A run of records:
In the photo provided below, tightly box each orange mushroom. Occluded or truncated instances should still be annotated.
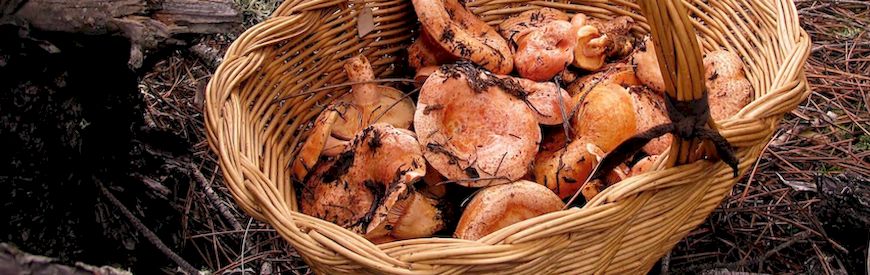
[497,8,570,46]
[534,139,601,199]
[629,86,673,155]
[508,76,574,125]
[631,38,665,94]
[704,50,752,120]
[412,0,514,74]
[571,83,637,152]
[408,29,456,71]
[300,123,440,243]
[292,109,338,181]
[332,55,414,140]
[414,63,541,187]
[414,66,439,88]
[365,182,444,243]
[514,20,577,81]
[589,15,634,58]
[453,181,565,240]
[568,63,641,96]
[417,164,447,199]
[572,25,607,71]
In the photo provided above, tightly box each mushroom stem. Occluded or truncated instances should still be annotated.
[344,55,380,107]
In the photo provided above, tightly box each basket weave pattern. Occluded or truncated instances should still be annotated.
[205,0,810,274]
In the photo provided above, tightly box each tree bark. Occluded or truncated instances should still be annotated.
[0,0,242,68]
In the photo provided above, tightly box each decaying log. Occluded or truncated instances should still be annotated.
[0,243,132,275]
[0,0,242,68]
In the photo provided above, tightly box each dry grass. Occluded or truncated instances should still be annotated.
[670,1,870,274]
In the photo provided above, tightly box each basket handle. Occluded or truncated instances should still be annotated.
[589,0,738,181]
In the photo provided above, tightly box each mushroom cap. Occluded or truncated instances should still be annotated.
[568,63,641,96]
[629,86,673,155]
[417,163,447,201]
[292,109,338,181]
[514,20,577,81]
[631,38,665,94]
[453,181,565,240]
[516,76,574,125]
[497,8,569,45]
[301,123,426,236]
[366,190,444,243]
[571,83,637,152]
[586,15,635,58]
[534,139,601,199]
[414,66,440,88]
[412,0,514,74]
[573,25,607,71]
[414,63,541,187]
[332,56,414,140]
[408,29,456,70]
[580,179,604,201]
[299,158,376,233]
[704,50,753,120]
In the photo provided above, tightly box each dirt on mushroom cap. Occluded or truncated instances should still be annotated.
[453,180,565,240]
[497,8,570,47]
[412,0,514,74]
[300,123,426,236]
[534,139,600,199]
[414,63,541,187]
[629,86,673,155]
[631,38,665,94]
[514,20,577,81]
[332,56,414,140]
[508,76,574,125]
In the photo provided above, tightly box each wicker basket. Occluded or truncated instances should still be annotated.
[205,0,810,274]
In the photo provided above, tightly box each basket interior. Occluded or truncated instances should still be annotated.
[207,0,809,274]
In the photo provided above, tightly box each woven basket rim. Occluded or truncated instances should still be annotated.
[204,0,811,274]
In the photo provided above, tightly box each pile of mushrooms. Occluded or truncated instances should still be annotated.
[290,5,753,243]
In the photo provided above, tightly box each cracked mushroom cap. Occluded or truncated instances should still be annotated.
[332,55,414,140]
[292,109,338,181]
[414,63,541,187]
[412,0,514,74]
[508,76,574,125]
[631,37,665,94]
[571,13,607,71]
[629,86,673,155]
[571,83,637,152]
[366,190,444,243]
[300,123,426,238]
[704,50,753,120]
[568,63,641,96]
[408,29,456,71]
[453,180,565,240]
[414,66,441,88]
[534,139,601,199]
[514,20,577,81]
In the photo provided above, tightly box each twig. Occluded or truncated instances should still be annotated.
[186,162,242,230]
[95,181,200,274]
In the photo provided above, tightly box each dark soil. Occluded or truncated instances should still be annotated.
[0,26,203,273]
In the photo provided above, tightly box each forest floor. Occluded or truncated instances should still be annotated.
[1,0,870,274]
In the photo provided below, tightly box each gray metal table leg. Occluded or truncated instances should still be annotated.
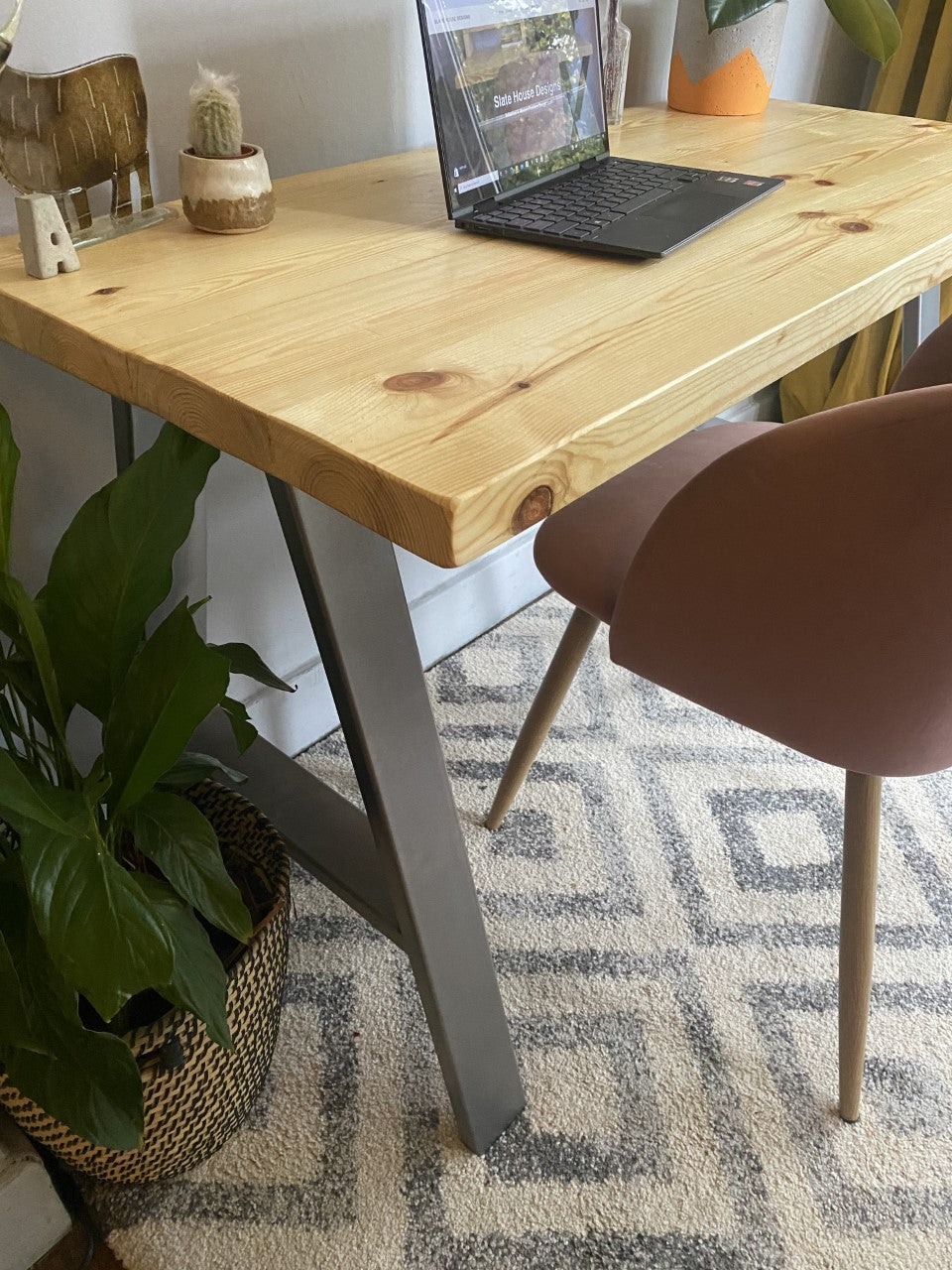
[902,287,942,366]
[269,477,526,1152]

> **What needs to be done**
Will you retype every line of the records above without any changes, omitting the pictures from your answer?

> **Result below**
In the photo provided below, tightly box each orange mushroom. Occluded or truncated instances should still be annotated.
[497,8,570,46]
[534,139,601,199]
[629,86,673,155]
[508,76,574,125]
[631,38,665,94]
[704,50,752,120]
[412,0,514,74]
[571,83,637,152]
[408,29,456,71]
[300,123,440,243]
[292,109,338,181]
[332,55,414,140]
[414,63,541,187]
[414,66,439,88]
[365,182,444,243]
[514,20,577,81]
[589,15,634,58]
[453,181,565,240]
[568,63,641,96]
[417,164,447,199]
[572,25,607,71]
In the photo provided above, tightly box each mushroom stem. Occluded or truncated instances should still be annotated.
[344,55,380,107]
In the photo provided above, tightly box each basket weave pattern. Occluded or truncated instances should still be annotated.
[205,0,810,274]
In the photo provided above, tightly box each tree bark. Occluded or truncated instances should still be annotated.
[0,0,242,68]
In the photo provided above, tightly box each decaying log. Occluded or truncated instances should still be annotated.
[0,243,132,275]
[0,0,242,68]
In the photo provided above, tightly box each dry grass. Occluded or truncated instances should still be annotated.
[670,1,870,274]
In the photo provided above, tightly box each basket handle. Occluded or truncated instances should still be annotated.
[589,0,738,181]
In the photo provided above, tightly box each mushroom cap. Occluded or truncated instances should still be annotated.
[568,63,641,96]
[629,86,673,155]
[417,163,447,201]
[292,109,338,181]
[514,20,577,81]
[631,38,665,94]
[453,181,565,240]
[516,76,574,125]
[497,8,569,45]
[301,123,426,236]
[366,190,444,243]
[571,83,637,152]
[586,15,635,58]
[534,139,601,199]
[414,66,440,88]
[412,0,514,74]
[573,25,607,71]
[414,63,541,187]
[332,56,414,140]
[408,29,456,70]
[580,179,604,201]
[299,158,376,233]
[704,50,753,120]
In the photo provided above, tightly box each dirt on mushroom cap. Occluded or truncated instances should still be annotated.
[453,180,565,240]
[497,8,570,47]
[412,0,514,74]
[300,123,426,236]
[534,139,600,199]
[414,63,541,187]
[629,86,673,155]
[631,38,665,94]
[514,20,577,81]
[332,56,414,140]
[508,76,574,125]
In the photo provided above, tightly box each wicker basket. Occluded or truncated instances should still be annotated.
[205,0,810,274]
In the photo provided above, tightly box each basket interior. Occluded or truncated instances should still be annotated.
[207,0,809,274]
In the photo provided above, tightly box each woven basket rim. Occluded or truncated instances should still be annotated.
[204,0,811,274]
In the photo provided above, tightly box each pile of mushrooms. Occluded or truncated instances should still be annotated.
[290,5,753,243]
In the photo provided above, tightly box each cracked mushroom cap. Occluded or truncated instances should still be annotated.
[332,55,414,140]
[292,109,338,181]
[414,63,541,187]
[412,0,514,74]
[508,76,574,125]
[631,37,665,94]
[571,13,607,71]
[629,86,673,155]
[571,83,637,152]
[366,190,444,243]
[300,123,426,238]
[704,50,753,120]
[568,63,641,96]
[408,29,456,71]
[453,180,565,240]
[414,66,441,88]
[534,139,601,199]
[514,20,577,81]
In the photo provided above, tightly box each twig. Occluded or truncated instances should still be annotated.
[186,162,242,230]
[95,181,200,274]
In the photo provided above, tightly box each dark soil. Occluded or truncated instances should still be annotated.
[0,26,203,273]
In the photo provided above, tightly box each forest floor. Occluded or truncated instances should still be annotated.
[1,0,870,274]
In the photo provided below, tightly box each gray metal table leg. Occluded or truncated instances should still be annotated.
[902,287,942,366]
[269,477,526,1152]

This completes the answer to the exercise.